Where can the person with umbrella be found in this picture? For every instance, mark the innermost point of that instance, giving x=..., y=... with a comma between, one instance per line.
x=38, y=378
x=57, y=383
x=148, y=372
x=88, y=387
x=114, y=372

---+---

**Exercise details**
Lay out the entries above as a Markdown table with the columns Row and Line, one numbered row per non-blank line.

**In response**
| Row | Line |
|---|---|
| 1 | Where can the person with umbrella be found in this picture? For every instance, mark the innermost point of that instance, giving x=..., y=... with a comma between, one instance per line. |
| 2 | x=38, y=378 |
| 3 | x=57, y=383 |
| 4 | x=148, y=372 |
| 5 | x=88, y=387 |
| 6 | x=114, y=372 |